• **WRITTEN PROBLEM**
Write out the rows below as a JSON list of strings, one string per line, from the first line through the line containing "Outline every instance of the pink beak.". Skip blank lines and leave the pictures out.

+ + + + + + +

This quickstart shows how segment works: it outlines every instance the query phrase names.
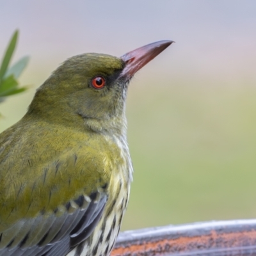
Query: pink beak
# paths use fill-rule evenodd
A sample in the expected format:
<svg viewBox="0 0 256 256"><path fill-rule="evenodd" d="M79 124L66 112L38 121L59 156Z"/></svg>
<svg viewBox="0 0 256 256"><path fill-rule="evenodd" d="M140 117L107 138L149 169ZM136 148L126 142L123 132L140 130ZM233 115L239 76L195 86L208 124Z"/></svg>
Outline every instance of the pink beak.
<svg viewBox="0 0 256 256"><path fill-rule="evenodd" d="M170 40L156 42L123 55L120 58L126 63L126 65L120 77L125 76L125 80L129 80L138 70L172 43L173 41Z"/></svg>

+ + + + + + +

• **SOLUTION BELOW**
[
  "This quickstart shows how segment works: it outlines every instance the query phrase names.",
  "Query: pink beak",
  "# paths use fill-rule evenodd",
  "A sample in the expected format:",
  "<svg viewBox=\"0 0 256 256\"><path fill-rule=\"evenodd\" d=\"M79 124L66 112L38 121L59 156Z\"/></svg>",
  "<svg viewBox=\"0 0 256 256\"><path fill-rule=\"evenodd\" d=\"M140 117L107 138L149 169ZM136 148L126 142L123 132L140 130ZM233 115L239 76L195 86L208 124Z\"/></svg>",
  "Outline every instance of the pink beak."
]